• TASK ITEM
Within the records below is a range that opens at the line with "negative clicks: (335, 240)" and closes at the line with "249L312 271H316L318 255L321". Return that range word for word, both ends included, and only that range.

• MATERIAL PROVIDED
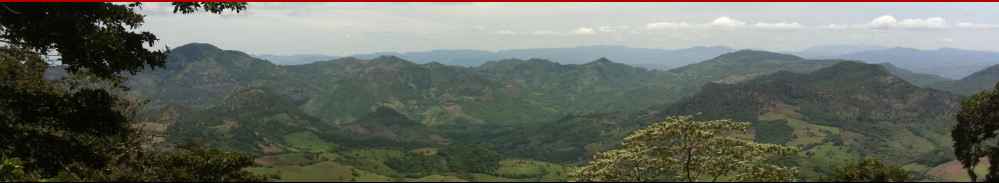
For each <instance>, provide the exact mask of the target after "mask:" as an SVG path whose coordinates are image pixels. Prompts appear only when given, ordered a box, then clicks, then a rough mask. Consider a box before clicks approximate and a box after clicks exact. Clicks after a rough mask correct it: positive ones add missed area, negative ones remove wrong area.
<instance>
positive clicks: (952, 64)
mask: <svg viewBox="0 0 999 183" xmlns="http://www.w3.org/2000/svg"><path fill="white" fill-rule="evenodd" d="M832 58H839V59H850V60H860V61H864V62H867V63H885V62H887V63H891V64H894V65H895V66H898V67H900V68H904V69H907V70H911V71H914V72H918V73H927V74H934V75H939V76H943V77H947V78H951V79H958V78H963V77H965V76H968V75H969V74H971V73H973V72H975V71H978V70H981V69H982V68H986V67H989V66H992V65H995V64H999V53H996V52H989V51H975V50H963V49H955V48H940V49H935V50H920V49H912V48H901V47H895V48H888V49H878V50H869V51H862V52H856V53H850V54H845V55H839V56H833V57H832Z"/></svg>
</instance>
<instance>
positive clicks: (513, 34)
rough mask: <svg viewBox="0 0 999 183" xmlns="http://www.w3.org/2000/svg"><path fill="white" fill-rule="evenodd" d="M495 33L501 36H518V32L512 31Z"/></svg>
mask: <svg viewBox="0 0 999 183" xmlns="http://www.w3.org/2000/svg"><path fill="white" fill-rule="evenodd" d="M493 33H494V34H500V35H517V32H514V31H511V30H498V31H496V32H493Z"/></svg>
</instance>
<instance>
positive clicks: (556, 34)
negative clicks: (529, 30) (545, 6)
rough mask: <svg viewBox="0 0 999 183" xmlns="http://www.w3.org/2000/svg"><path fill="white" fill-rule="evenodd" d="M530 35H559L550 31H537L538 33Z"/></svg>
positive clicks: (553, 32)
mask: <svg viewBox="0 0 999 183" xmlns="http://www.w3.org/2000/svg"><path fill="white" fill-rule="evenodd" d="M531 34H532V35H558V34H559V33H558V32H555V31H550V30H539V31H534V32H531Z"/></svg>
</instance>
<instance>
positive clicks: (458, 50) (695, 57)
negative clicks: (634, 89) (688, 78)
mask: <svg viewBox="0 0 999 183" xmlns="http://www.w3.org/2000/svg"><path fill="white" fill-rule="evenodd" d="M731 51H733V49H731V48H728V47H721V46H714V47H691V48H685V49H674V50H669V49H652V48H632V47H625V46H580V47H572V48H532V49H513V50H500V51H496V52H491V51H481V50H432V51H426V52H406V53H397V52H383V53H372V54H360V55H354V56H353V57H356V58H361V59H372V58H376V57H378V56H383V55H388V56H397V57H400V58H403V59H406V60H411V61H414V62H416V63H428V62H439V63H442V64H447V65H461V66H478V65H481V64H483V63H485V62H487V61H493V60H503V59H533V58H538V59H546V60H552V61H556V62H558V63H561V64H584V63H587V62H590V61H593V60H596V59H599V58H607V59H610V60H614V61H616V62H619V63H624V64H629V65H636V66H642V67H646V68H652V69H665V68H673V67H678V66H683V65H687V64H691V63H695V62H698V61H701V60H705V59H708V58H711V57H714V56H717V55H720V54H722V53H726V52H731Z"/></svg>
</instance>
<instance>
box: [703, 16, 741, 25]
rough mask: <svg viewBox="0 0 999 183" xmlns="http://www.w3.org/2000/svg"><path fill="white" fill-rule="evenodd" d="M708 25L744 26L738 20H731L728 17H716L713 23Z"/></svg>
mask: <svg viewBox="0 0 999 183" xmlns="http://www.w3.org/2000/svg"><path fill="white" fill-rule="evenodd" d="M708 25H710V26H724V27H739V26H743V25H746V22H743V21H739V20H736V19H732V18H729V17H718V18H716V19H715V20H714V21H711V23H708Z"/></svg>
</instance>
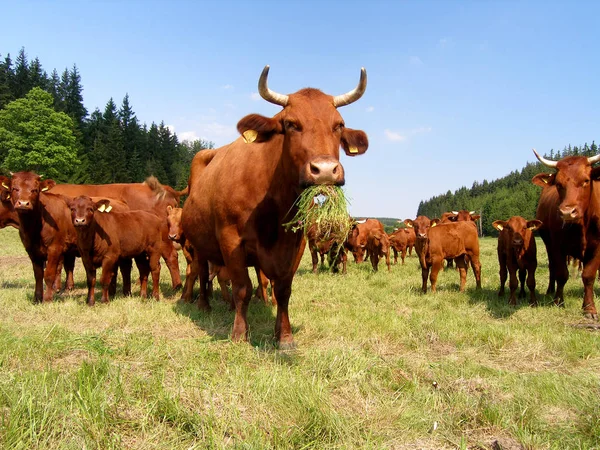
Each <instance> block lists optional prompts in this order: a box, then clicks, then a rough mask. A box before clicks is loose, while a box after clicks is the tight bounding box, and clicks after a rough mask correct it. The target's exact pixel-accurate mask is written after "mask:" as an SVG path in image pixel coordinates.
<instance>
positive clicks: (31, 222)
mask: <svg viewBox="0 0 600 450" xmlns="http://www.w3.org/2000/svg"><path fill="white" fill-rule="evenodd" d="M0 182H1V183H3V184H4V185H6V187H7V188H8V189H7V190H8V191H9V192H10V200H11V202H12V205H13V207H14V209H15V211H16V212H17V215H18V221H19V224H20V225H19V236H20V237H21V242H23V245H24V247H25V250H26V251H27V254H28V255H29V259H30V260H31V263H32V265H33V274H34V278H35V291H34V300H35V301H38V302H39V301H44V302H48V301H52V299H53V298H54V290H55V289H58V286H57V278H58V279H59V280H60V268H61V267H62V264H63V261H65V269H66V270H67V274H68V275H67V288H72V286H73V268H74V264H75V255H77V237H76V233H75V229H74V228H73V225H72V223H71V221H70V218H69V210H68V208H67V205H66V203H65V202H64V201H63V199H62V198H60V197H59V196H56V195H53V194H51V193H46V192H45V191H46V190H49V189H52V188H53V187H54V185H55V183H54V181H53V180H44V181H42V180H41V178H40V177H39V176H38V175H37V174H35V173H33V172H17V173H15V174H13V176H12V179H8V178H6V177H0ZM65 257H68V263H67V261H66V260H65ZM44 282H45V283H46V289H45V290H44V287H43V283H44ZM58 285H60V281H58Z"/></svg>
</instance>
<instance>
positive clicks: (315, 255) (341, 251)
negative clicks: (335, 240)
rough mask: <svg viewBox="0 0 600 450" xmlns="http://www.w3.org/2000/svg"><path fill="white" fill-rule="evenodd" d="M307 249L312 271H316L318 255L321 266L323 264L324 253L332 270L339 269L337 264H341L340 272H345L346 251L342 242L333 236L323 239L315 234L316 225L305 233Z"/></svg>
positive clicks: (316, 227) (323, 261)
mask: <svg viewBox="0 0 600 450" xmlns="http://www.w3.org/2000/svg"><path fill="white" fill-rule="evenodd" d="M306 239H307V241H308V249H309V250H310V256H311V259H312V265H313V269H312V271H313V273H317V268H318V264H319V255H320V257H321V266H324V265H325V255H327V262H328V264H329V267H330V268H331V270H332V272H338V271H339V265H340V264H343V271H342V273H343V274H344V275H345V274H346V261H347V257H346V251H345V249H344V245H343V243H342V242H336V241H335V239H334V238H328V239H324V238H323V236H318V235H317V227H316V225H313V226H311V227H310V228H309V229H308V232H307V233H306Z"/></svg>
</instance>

• EXERCISE ANSWER
negative clicks: (335, 240)
rough mask: <svg viewBox="0 0 600 450" xmlns="http://www.w3.org/2000/svg"><path fill="white" fill-rule="evenodd" d="M307 249L312 271H316L318 255L321 266L323 264L324 253L332 270L339 269L337 264H341L340 272H345L346 251L342 242L333 236L323 239L315 234L316 225L305 233Z"/></svg>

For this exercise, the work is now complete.